→ **Stated exercise**: Can you reproduce every one of the entries below, word for word and line for line, without changing anything?

→ **Supplied data**:
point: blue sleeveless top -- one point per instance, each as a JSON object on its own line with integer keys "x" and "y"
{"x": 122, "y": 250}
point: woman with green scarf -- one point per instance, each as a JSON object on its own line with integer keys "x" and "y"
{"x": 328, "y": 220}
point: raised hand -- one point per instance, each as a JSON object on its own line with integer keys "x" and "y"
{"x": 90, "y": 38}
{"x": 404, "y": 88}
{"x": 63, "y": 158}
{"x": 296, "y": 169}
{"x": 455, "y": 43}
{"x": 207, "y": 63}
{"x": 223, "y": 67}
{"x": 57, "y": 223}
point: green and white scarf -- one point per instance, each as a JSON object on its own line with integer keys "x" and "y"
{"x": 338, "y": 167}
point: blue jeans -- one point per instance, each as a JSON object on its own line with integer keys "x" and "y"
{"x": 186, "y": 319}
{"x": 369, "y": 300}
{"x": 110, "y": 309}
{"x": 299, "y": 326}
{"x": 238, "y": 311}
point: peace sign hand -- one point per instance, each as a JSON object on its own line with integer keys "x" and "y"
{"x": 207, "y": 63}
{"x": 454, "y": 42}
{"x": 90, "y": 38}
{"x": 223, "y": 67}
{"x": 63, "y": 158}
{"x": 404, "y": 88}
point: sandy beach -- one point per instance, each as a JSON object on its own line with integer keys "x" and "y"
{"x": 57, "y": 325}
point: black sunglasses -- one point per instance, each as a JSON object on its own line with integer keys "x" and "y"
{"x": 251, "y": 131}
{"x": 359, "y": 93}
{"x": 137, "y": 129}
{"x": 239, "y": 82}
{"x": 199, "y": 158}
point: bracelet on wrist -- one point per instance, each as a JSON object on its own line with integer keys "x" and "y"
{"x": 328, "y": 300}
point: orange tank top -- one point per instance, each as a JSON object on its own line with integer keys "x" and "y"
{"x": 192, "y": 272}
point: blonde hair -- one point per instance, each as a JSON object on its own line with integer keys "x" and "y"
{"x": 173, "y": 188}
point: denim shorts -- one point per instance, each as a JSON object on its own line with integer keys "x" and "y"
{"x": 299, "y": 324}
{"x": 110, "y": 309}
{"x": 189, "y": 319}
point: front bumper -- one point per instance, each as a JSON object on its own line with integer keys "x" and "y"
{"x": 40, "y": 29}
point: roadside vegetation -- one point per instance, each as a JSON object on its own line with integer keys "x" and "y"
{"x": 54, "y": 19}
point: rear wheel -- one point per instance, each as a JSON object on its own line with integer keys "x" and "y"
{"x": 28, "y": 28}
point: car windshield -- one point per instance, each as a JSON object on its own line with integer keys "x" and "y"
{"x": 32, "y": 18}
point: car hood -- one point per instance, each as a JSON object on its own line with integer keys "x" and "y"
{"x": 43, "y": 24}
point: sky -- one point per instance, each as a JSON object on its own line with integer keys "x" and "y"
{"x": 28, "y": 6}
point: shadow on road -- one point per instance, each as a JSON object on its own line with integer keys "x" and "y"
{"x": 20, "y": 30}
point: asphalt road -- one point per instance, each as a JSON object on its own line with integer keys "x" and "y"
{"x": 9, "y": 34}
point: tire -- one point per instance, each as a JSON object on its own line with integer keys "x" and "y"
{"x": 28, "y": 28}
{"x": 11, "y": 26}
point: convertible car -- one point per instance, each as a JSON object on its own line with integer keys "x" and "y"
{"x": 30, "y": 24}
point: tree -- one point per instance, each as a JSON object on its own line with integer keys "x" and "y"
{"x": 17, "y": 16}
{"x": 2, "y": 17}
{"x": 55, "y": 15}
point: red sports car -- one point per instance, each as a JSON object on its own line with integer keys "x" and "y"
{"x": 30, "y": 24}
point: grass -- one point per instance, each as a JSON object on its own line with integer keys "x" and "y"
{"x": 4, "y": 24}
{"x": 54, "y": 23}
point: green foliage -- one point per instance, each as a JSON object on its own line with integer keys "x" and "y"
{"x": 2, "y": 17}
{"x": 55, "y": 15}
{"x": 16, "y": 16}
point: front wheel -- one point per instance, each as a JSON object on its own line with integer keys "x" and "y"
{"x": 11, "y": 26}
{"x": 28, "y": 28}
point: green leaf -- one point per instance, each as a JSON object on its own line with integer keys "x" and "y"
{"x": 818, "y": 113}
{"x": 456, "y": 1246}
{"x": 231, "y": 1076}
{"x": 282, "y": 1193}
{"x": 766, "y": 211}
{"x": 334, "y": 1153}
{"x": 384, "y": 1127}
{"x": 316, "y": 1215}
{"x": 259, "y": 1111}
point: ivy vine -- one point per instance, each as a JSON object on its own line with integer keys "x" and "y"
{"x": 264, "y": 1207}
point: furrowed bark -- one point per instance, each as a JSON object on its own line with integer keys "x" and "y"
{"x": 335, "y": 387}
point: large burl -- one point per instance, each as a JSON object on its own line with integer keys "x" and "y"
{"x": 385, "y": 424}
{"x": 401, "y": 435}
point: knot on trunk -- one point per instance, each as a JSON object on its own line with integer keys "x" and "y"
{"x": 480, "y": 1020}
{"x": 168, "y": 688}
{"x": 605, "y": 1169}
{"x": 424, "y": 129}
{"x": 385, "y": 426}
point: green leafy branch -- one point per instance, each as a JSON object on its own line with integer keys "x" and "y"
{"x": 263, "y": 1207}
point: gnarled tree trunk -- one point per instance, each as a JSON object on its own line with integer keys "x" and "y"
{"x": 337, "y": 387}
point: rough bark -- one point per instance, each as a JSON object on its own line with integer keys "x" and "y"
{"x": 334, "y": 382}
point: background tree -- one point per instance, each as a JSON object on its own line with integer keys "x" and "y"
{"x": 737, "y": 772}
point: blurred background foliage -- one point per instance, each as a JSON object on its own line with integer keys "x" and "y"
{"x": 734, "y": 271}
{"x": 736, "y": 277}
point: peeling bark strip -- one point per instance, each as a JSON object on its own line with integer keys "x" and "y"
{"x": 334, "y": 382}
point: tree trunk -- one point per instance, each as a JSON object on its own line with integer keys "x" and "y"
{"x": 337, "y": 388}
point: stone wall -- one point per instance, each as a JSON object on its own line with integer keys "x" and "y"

→ **Output of the exercise**:
point: blue sleeveless top -- one point per instance, each as a JSON object on its own line with integer keys "x" and "y"
{"x": 122, "y": 250}
point: woman with green scarf -- one point per instance, each as a JSON object on its own line with integer keys "x" and "y"
{"x": 328, "y": 220}
point: raised hand -- one point per instance, each as a JSON object on its own line with integer keys "x" and "y"
{"x": 90, "y": 38}
{"x": 404, "y": 88}
{"x": 63, "y": 158}
{"x": 296, "y": 169}
{"x": 455, "y": 43}
{"x": 207, "y": 63}
{"x": 223, "y": 67}
{"x": 57, "y": 223}
point: green and white scarf -- one point per instance, each as a JSON object on its own line with integer keys "x" and "y"
{"x": 338, "y": 167}
point: blue jeans -- one point per instance, each as a JSON object on its own line with integer keys "x" and "y"
{"x": 186, "y": 319}
{"x": 369, "y": 300}
{"x": 110, "y": 309}
{"x": 299, "y": 326}
{"x": 238, "y": 311}
point: peace sign hand -- one point per instance, each as a JSON object on its own line with integer keys "x" and "y"
{"x": 207, "y": 63}
{"x": 454, "y": 42}
{"x": 90, "y": 38}
{"x": 223, "y": 67}
{"x": 63, "y": 158}
{"x": 404, "y": 88}
point: sandy beach -- one point per instance, each as a JSON object on its own line with integer keys "x" and "y"
{"x": 57, "y": 325}
point: black sunglasses -- one point per instance, each as a JSON object on its own line with integer keys "x" and "y"
{"x": 251, "y": 131}
{"x": 359, "y": 93}
{"x": 137, "y": 129}
{"x": 239, "y": 82}
{"x": 199, "y": 158}
point: bracelet on wrist -- one point per instance, each as a JSON object on its own line with integer keys "x" and "y"
{"x": 328, "y": 300}
point: orange tank top -- one point per instance, each as a JSON object on its own line with integer keys "x" and "y"
{"x": 192, "y": 272}
point: blonde hair -- one point per instance, each as a JSON object on its own line with integer keys "x" and "y"
{"x": 173, "y": 188}
point: denim shorts -- one point per instance, each as a JSON object on its own line with integer keys "x" and "y"
{"x": 299, "y": 324}
{"x": 110, "y": 309}
{"x": 189, "y": 319}
point: front bumper -- one point per instance, each as a JSON object on its own line with integer keys "x" and "y"
{"x": 40, "y": 29}
point: roadside vegetation -- one point per instance, each as a JSON object on its own line with integer keys "x" and "y"
{"x": 54, "y": 19}
point: rear wheel -- one point per instance, each as a JSON object on its own line with integer keys "x" and "y"
{"x": 28, "y": 28}
point: car windshield -- one point per instance, each as a JSON object on its own line with integer keys "x" and "y"
{"x": 32, "y": 18}
point: car hood -- one point per instance, each as a JSON object on its own line with integer keys "x" and "y"
{"x": 43, "y": 24}
point: sky -- one point per instance, each as a JSON object on its own line with integer keys "x" and "y"
{"x": 28, "y": 6}
point: shadow on road -- one point per instance, each as a JSON object on its own line with integer keys "x" and "y"
{"x": 20, "y": 30}
point: asphalt road -- one point per instance, each as a JSON object on its own line with integer keys "x" and "y"
{"x": 9, "y": 34}
point: tire -- one point per instance, each as a JSON object on its own line with integer keys "x" and "y"
{"x": 28, "y": 28}
{"x": 11, "y": 26}
point: convertible car -- one point per instance, each as a JSON object on its own line with integer keys "x" and "y"
{"x": 30, "y": 24}
point: tree -- one point per instance, each as a JSON object on its own line with integer keys "x" and "y"
{"x": 17, "y": 16}
{"x": 2, "y": 17}
{"x": 55, "y": 15}
point: red sports car -- one point per instance, each as a JSON object on its own line with integer keys "x" and "y"
{"x": 30, "y": 24}
point: grass -- one point per instance, each as a JSON object on its own line with integer keys "x" and "y"
{"x": 4, "y": 24}
{"x": 54, "y": 23}
point: green foliage -- one point per instance, each as a JSON object on its own line with integer keys "x" and "y"
{"x": 2, "y": 17}
{"x": 55, "y": 15}
{"x": 16, "y": 16}
point: front wheel -- one point per instance, each as a JSON object on its own line with integer keys "x" and "y"
{"x": 11, "y": 26}
{"x": 28, "y": 28}
point: green leaf -- one point per instance, each as a JSON object on its own line with integer keys "x" and "y"
{"x": 818, "y": 113}
{"x": 456, "y": 1246}
{"x": 231, "y": 1076}
{"x": 282, "y": 1193}
{"x": 766, "y": 211}
{"x": 334, "y": 1153}
{"x": 384, "y": 1127}
{"x": 316, "y": 1215}
{"x": 259, "y": 1111}
point: ivy vine -- one point per instance, each as a JSON object on its own line with integer keys "x" and "y"
{"x": 264, "y": 1207}
point: furrowed bark -- one point per instance, each as a JSON object on its own line with integer keys "x" and "y"
{"x": 335, "y": 387}
point: large burl -- one point per instance, each as a JSON object on its own line with integer keys "x" and "y"
{"x": 385, "y": 424}
{"x": 401, "y": 435}
point: knot on trunk -- one point per instance, each as a JSON object on its own line with integer keys "x" and "y"
{"x": 480, "y": 1020}
{"x": 168, "y": 688}
{"x": 605, "y": 1169}
{"x": 424, "y": 129}
{"x": 385, "y": 426}
point: green leafy branch -- one point per instance, each as a JSON object on its own line with integer keys "x" and "y"
{"x": 263, "y": 1207}
point: gnarled tree trunk -- one point per instance, each as a JSON object on its own line with integer keys "x" and "y"
{"x": 337, "y": 387}
point: rough bark -- one point per instance, each as a JSON object on its own line with integer keys "x" and "y"
{"x": 334, "y": 382}
point: background tree -- one point per instance, each as a JSON object on its own line with integer keys "x" and "y"
{"x": 737, "y": 772}
point: blurred background foliage -- one point per instance, each as a JSON object on its own line with integer keys "x" and "y"
{"x": 734, "y": 271}
{"x": 736, "y": 277}
point: peeling bark strip -- one point per instance, each as a JSON object on its own line with integer keys "x" and "y"
{"x": 334, "y": 382}
point: tree trunk -- one point per instance, each as a JSON object on its own line with integer keys "x" and "y"
{"x": 337, "y": 388}
point: stone wall -- one point per instance, each as a JSON object on its own line with integer keys "x" and "y"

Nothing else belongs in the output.